--- Dataset ---

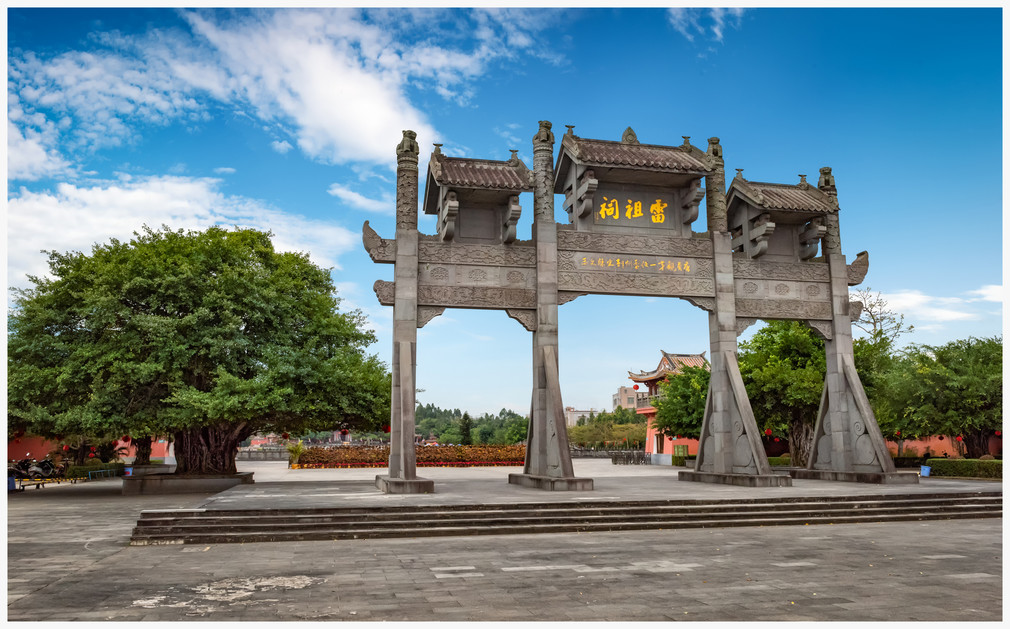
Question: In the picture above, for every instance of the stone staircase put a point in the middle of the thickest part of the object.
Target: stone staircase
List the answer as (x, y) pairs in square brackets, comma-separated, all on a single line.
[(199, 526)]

---
--- Dataset ---

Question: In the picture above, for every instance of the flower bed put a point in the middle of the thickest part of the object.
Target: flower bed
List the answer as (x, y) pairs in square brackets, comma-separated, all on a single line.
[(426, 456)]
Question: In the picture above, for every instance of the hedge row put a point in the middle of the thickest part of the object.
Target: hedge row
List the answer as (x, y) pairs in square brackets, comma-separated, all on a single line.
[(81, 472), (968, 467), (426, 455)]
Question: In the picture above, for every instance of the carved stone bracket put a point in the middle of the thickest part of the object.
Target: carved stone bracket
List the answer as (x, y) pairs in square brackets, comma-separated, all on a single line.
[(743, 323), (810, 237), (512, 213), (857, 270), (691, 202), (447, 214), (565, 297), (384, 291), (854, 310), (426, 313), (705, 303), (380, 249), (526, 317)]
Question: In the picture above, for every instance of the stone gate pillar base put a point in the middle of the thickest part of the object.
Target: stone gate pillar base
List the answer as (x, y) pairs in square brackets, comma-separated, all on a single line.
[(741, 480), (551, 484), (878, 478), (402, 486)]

---
--- Dataset ---

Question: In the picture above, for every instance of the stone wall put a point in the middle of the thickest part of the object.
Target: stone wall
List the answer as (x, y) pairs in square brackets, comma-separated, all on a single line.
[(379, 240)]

---

• _Short task_:
Report each line of the items above that contains the string "gate", matching case exactly, and copy every such line in full.

• _Written answer_:
Question: In the picture above, for every instance of the stone gate pillar base put a point in the middle of the thickest part of the object.
Target: stone gate pillar base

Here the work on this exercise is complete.